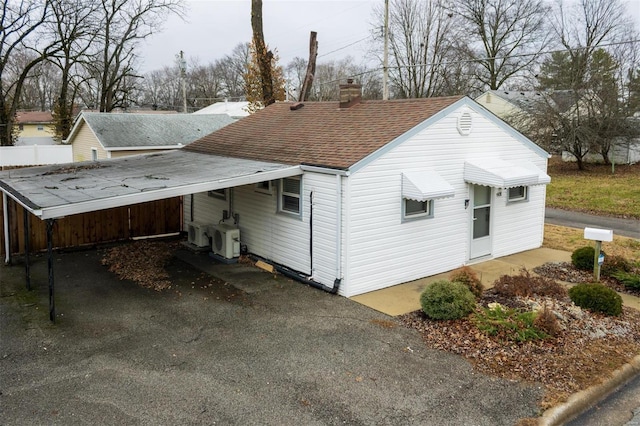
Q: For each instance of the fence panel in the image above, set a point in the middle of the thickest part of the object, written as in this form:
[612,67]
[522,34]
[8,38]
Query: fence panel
[120,223]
══════
* [Work request]:
Only the text of the material belongs in your copy, which must match the original exactly.

* [Written solution]:
Q: For each instance of the fence panel in the image above, set a point in the middle of the thickest part of the object, written as in this form:
[612,67]
[522,34]
[8,38]
Query: fence panel
[120,223]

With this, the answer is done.